Новые телескопы сделали безопаснее морские путешествия. Астрономы (например, француз Кассини) зафиксировали точное положение спутников Юпитера в определенные часы и внесли уточнения в навигационные звездные таблицы. В путешествии такие таблицы служили для определения положения тел на небосводе в определенное время, которое затем сопоставляли с положением этих же светил в это же время в исходной точке. Разница в данных показывала, как далеко на запад или восток продвинулось судно. Для таких наблюдений была крайне важна точность — поскольку Земля оборачивается вокруг оси со скоростью пятнадцать морских миль в минуту, погрешность всего в одну угловую минуту означала ошибку величиной в эти самые пятнадцать миль. В условиях плохой видимости в море корабль мог запросто промахнуться мимо цели.

Еще больше осложнила дело экспедиция французов в район Кайенны в экваториальной области Южной Америки. Астрономы заметили, что там маятник их напольных часов колеблется с меньшей амплитудой, чем в родном Париже. Ученые сделали вывод, что вес маятника на экваторе меньше, а если это было действительно так, значит Земля — не является идеальной сферой, поскольку на идеальной сфере сила тяжести должна быть постоянной в любой точке. Изменившееся поведение маятника и его меньший вес они объясняли теорией, согласно которой поверхность планеты опиралась на колонны, сходящиеся к центру, в районе экватора эти колонны были менее плотными и создавали меньшее притяжение. А чем меньше плотность колонн, тем они выше. Это значило, что диаметр Земли на экваторе больше, чем на полюсах.

Сторонники традиционных представлений о правильной форме Земли не могли принять такой аргументации, и закипели споры. Ньютон и англичане придерживались теории, что Земля имеет форму сплюснутого у полюсов сфероида, французские же ученые не разделяли этого мнения. Вопрос имел не только академический интерес — если представления о Земле, как о правильной сфере, ошибочны, то ошибочны и карты, а следовательно, навигация по таким картам не точна и даже опасна. Масла в огонь подлил случай, когда по пути из Гибралтара из-за неточных карт в тумане у островов Силли разбились все корабли адмирала Клаудсли Шовелла 133  —  283 . Тогда погибли две тысячи человек, включая самого адмирала.

==*==

(Что нужно сделать):
1. Выпишите все названия мест на Земле, которые встречаются в тексте о форме Земли: города, области, острова и части света.
2. Почему, по тексту о форме Земли, при наблюдениях в море было так важно не ошибиться?

(Исходные записи):
==*==

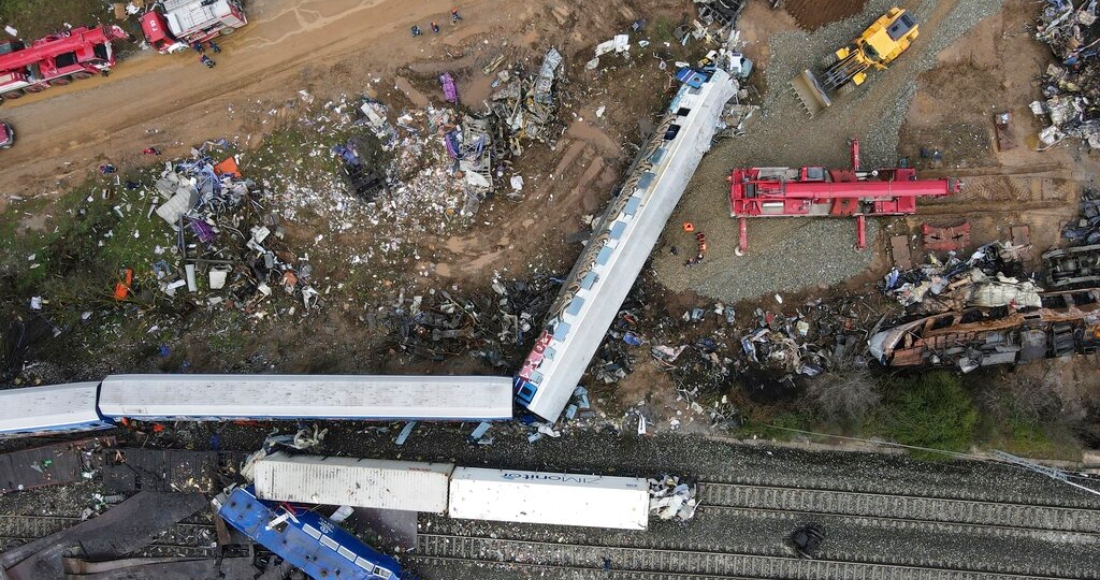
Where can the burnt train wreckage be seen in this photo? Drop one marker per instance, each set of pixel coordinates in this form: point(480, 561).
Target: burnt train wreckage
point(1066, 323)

==*==

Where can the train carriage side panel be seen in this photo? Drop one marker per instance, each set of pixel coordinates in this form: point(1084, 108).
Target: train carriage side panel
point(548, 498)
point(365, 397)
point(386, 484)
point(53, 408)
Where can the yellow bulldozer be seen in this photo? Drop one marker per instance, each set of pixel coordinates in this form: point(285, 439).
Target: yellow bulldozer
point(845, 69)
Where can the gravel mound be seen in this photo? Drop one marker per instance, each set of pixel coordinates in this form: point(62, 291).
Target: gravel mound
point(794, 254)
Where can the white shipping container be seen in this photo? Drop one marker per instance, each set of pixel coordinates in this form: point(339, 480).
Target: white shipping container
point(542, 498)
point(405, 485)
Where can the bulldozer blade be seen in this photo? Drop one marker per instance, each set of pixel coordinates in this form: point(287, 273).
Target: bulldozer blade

==*==

(Разбор решений):
1. Кайенна, Южная Америка, Париж, Гибралтар, острова Силли.

2. Земля поворачивается вокруг оси со скоростью пятнадцать морских миль в минуту, поэтому ошибка всего в одну угловую минуту давала ошибку в пятнадцать миль. При плохой видимости корабль из-за этого мог легко пройти мимо цели.